— begin Entries —

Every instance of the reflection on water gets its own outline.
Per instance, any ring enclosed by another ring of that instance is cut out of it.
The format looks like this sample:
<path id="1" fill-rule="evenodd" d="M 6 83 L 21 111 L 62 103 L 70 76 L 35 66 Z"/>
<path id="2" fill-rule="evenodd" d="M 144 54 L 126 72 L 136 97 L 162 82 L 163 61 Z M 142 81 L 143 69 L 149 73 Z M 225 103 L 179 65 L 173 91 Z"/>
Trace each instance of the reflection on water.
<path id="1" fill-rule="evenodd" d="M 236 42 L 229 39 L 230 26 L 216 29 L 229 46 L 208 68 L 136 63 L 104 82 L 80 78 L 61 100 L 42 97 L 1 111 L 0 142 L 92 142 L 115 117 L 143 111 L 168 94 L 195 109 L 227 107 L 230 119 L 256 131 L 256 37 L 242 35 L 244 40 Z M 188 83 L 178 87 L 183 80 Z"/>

— end Entries —

Could you reproduce every entry above line for line, without changing anything?

Every instance of the reflection on water gets its own outline.
Per instance, any ring enclosed by another ring of that instance is cut out of it.
The format looks like this sample:
<path id="1" fill-rule="evenodd" d="M 6 83 L 21 111 L 62 103 L 70 76 L 35 66 Z"/>
<path id="2" fill-rule="evenodd" d="M 144 54 L 126 72 L 136 97 L 162 82 L 163 61 Z M 142 81 L 143 69 L 149 73 Z M 225 103 L 179 65 L 173 91 Z"/>
Trace each instance of the reflection on water.
<path id="1" fill-rule="evenodd" d="M 236 42 L 229 39 L 230 26 L 216 29 L 229 46 L 208 68 L 136 63 L 104 82 L 80 78 L 61 100 L 42 97 L 1 111 L 0 142 L 92 142 L 115 117 L 143 111 L 168 94 L 195 109 L 227 107 L 230 119 L 256 131 L 256 37 L 242 35 L 244 40 Z M 188 83 L 178 87 L 183 80 Z"/>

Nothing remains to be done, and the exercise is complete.